SUPPLIED DATA —
┄┄┄┄┄┄┄┄┄┄┄┄┄┄┄┄┄┄┄┄

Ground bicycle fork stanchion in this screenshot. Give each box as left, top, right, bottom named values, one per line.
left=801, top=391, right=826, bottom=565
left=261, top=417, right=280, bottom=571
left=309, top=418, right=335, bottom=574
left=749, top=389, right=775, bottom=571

┄┄┄┄┄┄┄┄┄┄┄┄┄┄┄┄┄┄┄┄

THE TASK —
Your job is to transcribe the listing exactly, line for line.

REPLY TO THE EXERCISE —
Ground bicycle fork stanchion in this screenshot. Give each box as left, top, right, bottom named values, one per line.
left=801, top=391, right=826, bottom=565
left=261, top=417, right=280, bottom=571
left=309, top=418, right=335, bottom=574
left=749, top=389, right=775, bottom=571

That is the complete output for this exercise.